(Rows from an object pointing dataset)
*-*-*

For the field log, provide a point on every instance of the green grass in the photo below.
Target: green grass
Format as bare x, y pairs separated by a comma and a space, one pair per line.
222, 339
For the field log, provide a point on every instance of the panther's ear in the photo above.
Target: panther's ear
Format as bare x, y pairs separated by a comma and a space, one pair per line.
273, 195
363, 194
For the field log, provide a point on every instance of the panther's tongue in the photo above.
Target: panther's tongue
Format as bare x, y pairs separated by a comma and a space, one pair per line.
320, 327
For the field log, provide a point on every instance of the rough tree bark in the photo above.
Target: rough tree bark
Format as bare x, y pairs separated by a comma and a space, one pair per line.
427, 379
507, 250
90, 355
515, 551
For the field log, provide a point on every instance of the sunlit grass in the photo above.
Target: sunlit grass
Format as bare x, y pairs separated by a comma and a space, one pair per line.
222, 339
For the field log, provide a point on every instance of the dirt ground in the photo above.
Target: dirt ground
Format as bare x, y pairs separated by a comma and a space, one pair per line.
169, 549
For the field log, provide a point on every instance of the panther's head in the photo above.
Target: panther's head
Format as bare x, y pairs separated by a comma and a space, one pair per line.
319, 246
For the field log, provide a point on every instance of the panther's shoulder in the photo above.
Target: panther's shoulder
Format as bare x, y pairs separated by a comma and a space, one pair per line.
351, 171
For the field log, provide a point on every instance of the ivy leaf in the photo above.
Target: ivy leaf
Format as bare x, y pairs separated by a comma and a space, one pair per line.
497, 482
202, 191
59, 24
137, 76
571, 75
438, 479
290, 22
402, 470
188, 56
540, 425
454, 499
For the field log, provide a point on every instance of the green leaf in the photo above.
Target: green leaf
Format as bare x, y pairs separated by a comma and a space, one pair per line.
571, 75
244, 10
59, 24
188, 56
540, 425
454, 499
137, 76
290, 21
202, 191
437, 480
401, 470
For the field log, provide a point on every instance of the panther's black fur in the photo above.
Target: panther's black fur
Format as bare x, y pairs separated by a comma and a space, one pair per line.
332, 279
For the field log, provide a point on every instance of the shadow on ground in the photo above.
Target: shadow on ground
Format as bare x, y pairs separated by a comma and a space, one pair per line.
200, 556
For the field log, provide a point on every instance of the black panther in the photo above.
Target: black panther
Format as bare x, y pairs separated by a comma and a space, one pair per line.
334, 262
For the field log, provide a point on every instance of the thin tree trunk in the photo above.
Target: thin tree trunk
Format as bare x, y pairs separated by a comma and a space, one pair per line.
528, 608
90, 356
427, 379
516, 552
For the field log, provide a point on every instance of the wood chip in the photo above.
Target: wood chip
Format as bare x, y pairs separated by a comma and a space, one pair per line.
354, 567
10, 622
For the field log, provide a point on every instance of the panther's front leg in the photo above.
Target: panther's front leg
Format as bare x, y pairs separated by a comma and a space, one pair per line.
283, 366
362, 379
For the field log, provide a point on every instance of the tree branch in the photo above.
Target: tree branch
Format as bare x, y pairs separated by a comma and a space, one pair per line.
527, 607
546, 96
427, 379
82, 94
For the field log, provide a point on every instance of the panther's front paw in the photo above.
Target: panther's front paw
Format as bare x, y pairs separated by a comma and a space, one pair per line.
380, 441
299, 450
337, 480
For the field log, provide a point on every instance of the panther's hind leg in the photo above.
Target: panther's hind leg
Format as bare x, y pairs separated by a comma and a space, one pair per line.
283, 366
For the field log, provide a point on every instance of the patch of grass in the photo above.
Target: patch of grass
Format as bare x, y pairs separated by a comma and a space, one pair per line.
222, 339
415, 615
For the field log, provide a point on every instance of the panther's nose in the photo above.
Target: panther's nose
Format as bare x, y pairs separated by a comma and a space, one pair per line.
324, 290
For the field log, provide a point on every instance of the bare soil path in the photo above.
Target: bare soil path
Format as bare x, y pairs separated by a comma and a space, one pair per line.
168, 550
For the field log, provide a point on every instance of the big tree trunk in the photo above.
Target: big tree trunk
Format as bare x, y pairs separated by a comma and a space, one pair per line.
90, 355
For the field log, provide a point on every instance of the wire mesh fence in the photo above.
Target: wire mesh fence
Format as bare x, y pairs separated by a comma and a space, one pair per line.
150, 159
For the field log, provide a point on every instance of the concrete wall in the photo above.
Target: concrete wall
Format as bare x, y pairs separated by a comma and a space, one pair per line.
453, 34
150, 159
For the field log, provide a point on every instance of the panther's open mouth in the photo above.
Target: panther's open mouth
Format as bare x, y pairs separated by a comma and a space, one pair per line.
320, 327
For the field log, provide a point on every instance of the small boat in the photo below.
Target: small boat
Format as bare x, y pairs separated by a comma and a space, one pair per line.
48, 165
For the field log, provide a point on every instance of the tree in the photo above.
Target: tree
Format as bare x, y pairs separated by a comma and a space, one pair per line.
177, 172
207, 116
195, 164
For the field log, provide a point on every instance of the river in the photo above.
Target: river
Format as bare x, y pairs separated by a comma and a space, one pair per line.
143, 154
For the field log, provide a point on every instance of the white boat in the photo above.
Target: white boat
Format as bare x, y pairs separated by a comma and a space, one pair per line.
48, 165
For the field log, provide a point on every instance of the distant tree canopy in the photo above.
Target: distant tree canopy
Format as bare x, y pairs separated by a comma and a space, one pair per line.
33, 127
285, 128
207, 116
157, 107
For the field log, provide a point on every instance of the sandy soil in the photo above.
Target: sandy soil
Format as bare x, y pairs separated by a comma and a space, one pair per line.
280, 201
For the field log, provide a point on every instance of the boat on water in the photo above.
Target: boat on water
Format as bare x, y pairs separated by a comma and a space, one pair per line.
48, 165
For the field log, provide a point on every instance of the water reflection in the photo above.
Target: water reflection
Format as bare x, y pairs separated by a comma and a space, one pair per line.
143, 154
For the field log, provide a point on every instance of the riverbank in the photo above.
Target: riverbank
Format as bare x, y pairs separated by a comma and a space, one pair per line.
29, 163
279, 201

*-*-*

# TASK TO CARRY OUT
Copy out all of the data above word for word, changing nothing.

# WORKED ANSWER
For the field log, provide a point on every instance of the green grass in the photo below.
Target: green grass
Format as bare x, y pairs separated by a comma and a space, one pair per line.
222, 339
For the field log, provide a point on every instance of the panther's ear in the photo above.
Target: panther's ear
Format as bare x, y pairs separated by a comma and a space, one pair per line.
273, 195
363, 194
For the field log, provide a point on every instance of the panther's tongue in the photo above.
Target: panther's tongue
Format as bare x, y pairs separated by a comma and a space, one pair per line.
320, 327
For the field log, provide a point on every instance of the rough tree bark in the photo above.
Target: rough tree bark
Format as bare x, y pairs separated by a comma and a space, one pair per line.
427, 379
507, 250
90, 355
515, 551
For the field log, provide a point on every instance of the sunlit grass in the photo above.
Target: sunlit grass
Format as bare x, y pairs separated by a comma and a space, one pair per line.
222, 339
For the field log, provide a point on every instance of the dirt ground in the photo above.
Target: dirt ground
Format as bare x, y pairs separated by a comma and a space, one pair per line.
169, 549
For the field log, provide a point on every instance of the panther's head in the photo above.
Target: panther's head
Format as bare x, y pairs separated by a comma and a space, one pair per line.
319, 246
For the field log, provide a point on every instance of the panther's shoulder in the photo above.
Target: panther's shoulder
Format as bare x, y pairs separated by a comma and a space, one pair per line.
351, 171
For the field log, provide a point on every instance of the ivy leaf in the photo above.
Target: ivy leaf
Format as bare x, y pairs separated by a comma and a space, one pair per line.
497, 482
202, 191
59, 24
137, 76
571, 75
438, 479
290, 22
402, 470
188, 56
540, 425
454, 499
For the field log, provide a point on every instance of the green leaf in the photo above.
Target: green leaf
Format as bare x, y pairs separated by a comma and a space, one pair per line.
571, 75
244, 10
59, 24
188, 56
540, 425
454, 499
137, 76
290, 21
202, 191
437, 480
401, 470
For the field log, provide a point on every instance of the panther's black fur in the photo above.
Target: panther's black fur
Format as bare x, y pairs separated by a comma and a space, one pair per line.
332, 279
For the field log, provide a point on every instance of the shadow on ground in the photo above.
Target: shadow on ground
Format as bare x, y pairs separated by a comma and a space, one pair per line.
200, 556
For the field log, provide a point on every instance of the black panther in the photo above.
Target: black panther
Format as bare x, y pairs separated by a comma and a space, one pair per line.
334, 262
For the field log, provide a point on every instance of the thin tree trunk in the photo above.
Target: thin tree trunk
Format as bare x, y pairs separated by a comma and a space, one pair per line.
528, 608
90, 356
427, 379
516, 552
For the field log, provide a point on every instance of the wood chip in the photo above.
Target: wood chip
Format as bare x, y pairs separated by a comma and a space, one pair per line.
354, 567
10, 622
For the field log, provide a point on every instance of the panther's front leg in the photo above.
Target: panther's front leg
Format as bare x, y pairs separated by a comma and a space, one pair per line.
283, 366
362, 379
For the field log, provide a point on every instance of the tree branch in the photo above.
Target: tree branch
Format as bare x, y pairs separated by a comma and a space, one pair per line.
527, 607
546, 96
427, 379
82, 94
For the field log, provide a point on every instance of the panther's front paw in the photo above.
Target: panther's front paw
Format as bare x, y pairs separated by a comma and a space, one pair per line.
380, 441
299, 450
337, 480
For the field log, provide a point on every instance of the panther's hind leg in the photo above.
Target: panther's hind leg
Format as bare x, y pairs separated by a comma and a space, one pair per line.
283, 366
For the field log, provide a point on every instance of the patch of grass in the photo above.
Target: patch of grass
Format as bare x, y pairs separated by a comma and a space, one pair per line.
222, 339
415, 615
For the field log, provide a point on every instance of the panther's nose in the photo above.
Target: panther's nose
Format as bare x, y pairs separated by a comma and a space, one pair per line.
324, 290
For the field log, provide a point on every instance of the bare soil path in the photo above.
Target: bare soil path
Format as bare x, y pairs separated by a comma and a space, one pair per line.
168, 550
For the field log, provide a point on every instance of the big tree trunk in the photo above.
Target: big tree trunk
Format as bare x, y pairs separated by a comma and a space, one pair per line.
90, 355
For the field log, provide a point on every instance of the wire mesh fence in the photo above.
Target: wire mesh fence
Format as bare x, y pairs separated by a comma and a space, one pair per line.
150, 159
For the field log, provide a point on every instance of the concrete wall in the photo above.
Target: concrete wall
Format as bare x, y pairs separated by a comma and a space, one pair per line.
453, 34
150, 159
For the field log, provide a point on every instance of the panther's open mouth in the photo above.
Target: panther's open mouth
Format as bare x, y pairs separated by a comma and a space, one pair per line.
320, 327
For the field log, provide a point on every instance of the small boat in the photo below.
Target: small boat
Format as bare x, y pairs separated by a comma and a space, one pair per line.
48, 165
For the field log, provide a point on every instance of the tree in the photo above.
Target: tree
Format as bare x, y pairs separated by a comma and a space, one pair per line.
177, 172
207, 116
195, 164
For the field log, provide a point on every instance of the river in the photo above.
Target: river
Format as bare x, y pairs separated by a comma and a space, one pair per line.
143, 154
For the field log, provide a point on every instance of the white boat in the photo above.
Target: white boat
Format as bare x, y pairs separated by a comma and a space, one pair per line.
48, 165
For the field log, provide a point on every instance of the distant tree canopy in the photo above.
Target: distant tree canopy
Format as bare x, y pairs separated by a comma and a space, one pair per line.
33, 127
285, 128
207, 116
157, 107
For the field log, provide a point on every instance of the sandy soil in the photo above.
Target: sandy soil
Format as bare x, y pairs separated by a comma and a space, one pair per line.
280, 201
For the field log, provide a point on every instance of the boat on water in the photo above.
Target: boat on water
Format as bare x, y pairs separated by a comma and a space, one pair per line.
48, 165
For the field log, provide a point on every instance of the water reflection in the photo above.
Target: water reflection
Format as bare x, y pairs separated by a comma and a space, one pair per line.
143, 154
For the field log, provide a point on every instance of the riverbank in the photo above.
Target: riverbank
Format as bare x, y pairs separated by a comma and a space, one pair per line.
29, 163
279, 201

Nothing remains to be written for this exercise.